[[ EXCERPTED TEXT open ]]

At the entrance of the complex you will be greeted by a massive concrete building, resting on long rectangular concrete blocks. Nothing is symmetrical and the only thing announcing that you are at the right place is the words installed into the concrete. This brutality blob can be explored and it actually serves as a history museum for the site. The pulsing sound may come from speakers but it only makes the place more solemn and eerie.
Established in 1941, it was named the Salaspils Police Prison and Re-Education Through Labor Camp before it was turned largest civilian concentration camp in the Baltic states. At first it was a labor camp known for its harsh treamtemnt of prisoners, especially children, and was known by German guards as Camp Kurtenhof. It was chosen for its proximity to the Riga and Daugavpils rail line, the two largest cities. The camp housed Lavian Prisoners as well as Jews and in the case of the later the women were separated from the men to stop them from reproducing. The prisoners harvested peat for the Reich under harsh conditions.
The camp was built by slave labor, Jews from the Riga Ghetto were brought in to construct it. The camp was known for its unsanitary conditions and disease was rampant. In 1943, Himmler toyed with making this camp a full fledged concentration camp, a bureaucratic distinction if anything, since people were dying here by the thousands. Half the children in the camp dies of sickness caused by these conditions.
In 1967, the memorial you see today was constructed. It served as a propaganda piece for the Soviets who inflated the death toll at this camp for political purposes and a song was dedicated to the children so Salaspils. It is estimated that 2000-5000 people were killed at this camp but Soviet propaganda upped the number to 100 000, a number not in line with that of Holocaust Historians.
Outside of the small museum you will find a grass field filled with statues.
The socialist realist artwork, shows the suffering of the Jewish and Latvian people though Soviet styles, thus making their suffering a Soviet one. The statues include several ensembles and some solo works. These include a suffering woman “the humiliated”, the “unbroken” a statue of a suffering man trying to left himself from the ground, “the mother” a woman standing tall to protect her children and the unbreakable” the trio of visibly shaken but defiant people. These amongst other installations make it a truly spectacular sight
Conclusion
Despite my reservations about Soviet intentions, this memorial is an emotional and solemn space well worth the visit. I fell that the statue display a whole gamut of human emotion often missing from these displays.

[[ EXCERPTED TEXT closed ]]

WHAT YOU SHOULD DO:
Reproduce the passage on the Salaspils memorial, starting with "The socialist realist" and going on through "from these displays.". The data below bear no relation to the passage on the Salaspils memorial.

[[ EXCERPTED RECORDS open ]]

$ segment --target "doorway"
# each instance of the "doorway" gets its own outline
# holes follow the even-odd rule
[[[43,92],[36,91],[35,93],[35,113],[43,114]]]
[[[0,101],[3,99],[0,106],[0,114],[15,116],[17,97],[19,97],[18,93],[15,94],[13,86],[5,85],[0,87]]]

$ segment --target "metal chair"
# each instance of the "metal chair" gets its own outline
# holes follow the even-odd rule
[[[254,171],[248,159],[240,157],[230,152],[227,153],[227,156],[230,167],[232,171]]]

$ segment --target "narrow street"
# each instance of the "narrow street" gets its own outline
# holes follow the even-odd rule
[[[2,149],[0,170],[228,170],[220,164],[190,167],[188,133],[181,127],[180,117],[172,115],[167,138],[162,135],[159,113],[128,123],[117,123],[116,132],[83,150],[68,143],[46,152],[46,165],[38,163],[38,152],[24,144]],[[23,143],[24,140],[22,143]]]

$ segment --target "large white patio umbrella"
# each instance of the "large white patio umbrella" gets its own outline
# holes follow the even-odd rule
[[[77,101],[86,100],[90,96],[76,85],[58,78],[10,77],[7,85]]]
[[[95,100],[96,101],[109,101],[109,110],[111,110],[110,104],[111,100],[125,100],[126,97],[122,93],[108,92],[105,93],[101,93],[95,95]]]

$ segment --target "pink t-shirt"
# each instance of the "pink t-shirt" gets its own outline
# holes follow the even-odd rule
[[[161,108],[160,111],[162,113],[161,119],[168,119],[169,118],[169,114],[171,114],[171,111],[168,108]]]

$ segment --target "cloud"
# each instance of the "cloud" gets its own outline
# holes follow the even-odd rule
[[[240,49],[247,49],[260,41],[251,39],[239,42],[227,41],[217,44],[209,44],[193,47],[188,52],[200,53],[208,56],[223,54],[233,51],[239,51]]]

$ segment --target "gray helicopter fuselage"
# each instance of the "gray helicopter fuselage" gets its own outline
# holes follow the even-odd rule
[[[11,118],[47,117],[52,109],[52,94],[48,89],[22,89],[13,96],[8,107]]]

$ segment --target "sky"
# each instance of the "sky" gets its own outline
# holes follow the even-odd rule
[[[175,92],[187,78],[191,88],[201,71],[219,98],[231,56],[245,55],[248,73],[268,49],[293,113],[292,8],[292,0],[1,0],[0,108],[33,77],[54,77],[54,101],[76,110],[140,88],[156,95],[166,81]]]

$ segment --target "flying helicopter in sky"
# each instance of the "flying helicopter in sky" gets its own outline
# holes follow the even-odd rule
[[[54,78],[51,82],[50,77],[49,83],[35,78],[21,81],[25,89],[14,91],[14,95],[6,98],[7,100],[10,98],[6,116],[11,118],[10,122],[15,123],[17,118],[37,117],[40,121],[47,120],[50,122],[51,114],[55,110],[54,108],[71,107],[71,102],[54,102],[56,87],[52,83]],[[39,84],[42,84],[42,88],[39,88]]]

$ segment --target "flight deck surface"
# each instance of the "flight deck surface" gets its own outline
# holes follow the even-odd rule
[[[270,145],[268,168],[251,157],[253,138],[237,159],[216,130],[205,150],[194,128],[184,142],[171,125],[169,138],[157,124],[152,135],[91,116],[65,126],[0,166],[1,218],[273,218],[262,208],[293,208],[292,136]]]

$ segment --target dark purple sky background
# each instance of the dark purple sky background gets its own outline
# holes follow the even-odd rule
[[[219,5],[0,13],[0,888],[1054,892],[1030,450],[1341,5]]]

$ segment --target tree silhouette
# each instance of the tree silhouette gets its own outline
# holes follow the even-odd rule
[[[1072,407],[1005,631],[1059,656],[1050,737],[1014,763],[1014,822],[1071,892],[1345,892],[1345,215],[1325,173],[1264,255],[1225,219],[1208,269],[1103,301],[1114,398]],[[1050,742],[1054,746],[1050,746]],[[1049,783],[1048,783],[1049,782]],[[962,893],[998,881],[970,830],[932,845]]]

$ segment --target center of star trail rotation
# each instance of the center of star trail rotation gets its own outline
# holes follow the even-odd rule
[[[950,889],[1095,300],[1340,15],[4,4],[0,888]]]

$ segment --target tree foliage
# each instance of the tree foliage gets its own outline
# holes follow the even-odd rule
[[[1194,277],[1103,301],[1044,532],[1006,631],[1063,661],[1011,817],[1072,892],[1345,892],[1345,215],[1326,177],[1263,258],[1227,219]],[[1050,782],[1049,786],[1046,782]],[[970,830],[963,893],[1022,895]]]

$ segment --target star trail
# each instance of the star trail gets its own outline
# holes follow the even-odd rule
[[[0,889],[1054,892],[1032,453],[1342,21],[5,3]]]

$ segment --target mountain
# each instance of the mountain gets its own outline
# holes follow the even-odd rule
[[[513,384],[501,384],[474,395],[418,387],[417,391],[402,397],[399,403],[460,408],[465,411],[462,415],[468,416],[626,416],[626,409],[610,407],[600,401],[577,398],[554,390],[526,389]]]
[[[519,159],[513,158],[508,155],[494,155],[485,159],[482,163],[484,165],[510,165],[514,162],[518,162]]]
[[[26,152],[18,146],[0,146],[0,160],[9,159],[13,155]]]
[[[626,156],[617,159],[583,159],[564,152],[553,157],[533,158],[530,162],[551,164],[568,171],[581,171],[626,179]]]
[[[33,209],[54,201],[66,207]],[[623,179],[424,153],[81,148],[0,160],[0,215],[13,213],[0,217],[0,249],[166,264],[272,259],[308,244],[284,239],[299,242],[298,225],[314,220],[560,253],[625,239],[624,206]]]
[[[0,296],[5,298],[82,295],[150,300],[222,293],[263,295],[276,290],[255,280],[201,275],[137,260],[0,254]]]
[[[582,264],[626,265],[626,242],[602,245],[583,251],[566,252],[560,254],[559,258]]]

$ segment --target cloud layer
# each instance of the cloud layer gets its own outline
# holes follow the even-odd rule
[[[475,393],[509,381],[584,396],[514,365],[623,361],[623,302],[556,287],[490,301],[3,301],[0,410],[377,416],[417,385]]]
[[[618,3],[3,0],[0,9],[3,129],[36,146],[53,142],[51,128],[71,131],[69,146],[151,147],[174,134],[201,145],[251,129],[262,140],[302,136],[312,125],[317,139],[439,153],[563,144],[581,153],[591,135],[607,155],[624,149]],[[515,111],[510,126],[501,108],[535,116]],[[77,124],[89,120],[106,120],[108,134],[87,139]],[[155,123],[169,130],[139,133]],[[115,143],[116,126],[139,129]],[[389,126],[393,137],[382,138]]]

[[ EXCERPTED RECORDS closed ]]

REPLY:
The socialist realist artwork, shows the suffering of the Jewish and Latvian people though Soviet styles, thus making their suffering a Soviet one. The statues include several ensembles and some solo works. These include a suffering woman “the humiliated”, the “unbroken” a statue of a suffering man trying to left himself from the ground, “the mother” a woman standing tall to protect her children and the unbreakable” the trio of visibly shaken but defiant people. These amongst other installations make it a truly spectacular sight
Conclusion
Despite my reservations about Soviet intentions, this memorial is an emotional and solemn space well worth the visit. I fell that the statue display a whole gamut of human emotion often missing from these displays.